-- START Records provided --

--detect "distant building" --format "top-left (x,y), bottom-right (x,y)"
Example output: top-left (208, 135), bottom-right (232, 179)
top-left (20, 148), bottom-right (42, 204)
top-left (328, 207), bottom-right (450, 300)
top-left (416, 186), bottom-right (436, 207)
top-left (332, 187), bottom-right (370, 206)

-- END Records provided --
-- START Records provided --

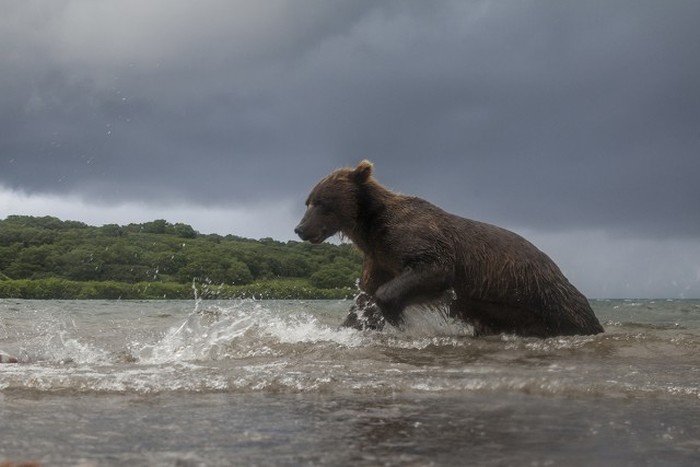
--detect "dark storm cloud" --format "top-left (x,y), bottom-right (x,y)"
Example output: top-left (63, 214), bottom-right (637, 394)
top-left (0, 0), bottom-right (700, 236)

-- END Records provided --
-- START Records provided --

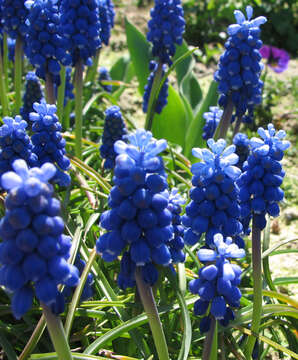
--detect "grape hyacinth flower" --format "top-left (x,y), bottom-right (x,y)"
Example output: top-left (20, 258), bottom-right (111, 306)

-- END Records provided --

_Instruction:_
How many lines in the entries above contain the string "detect"? Case counts. Reply with the number alone.

_Finished exercise:_
3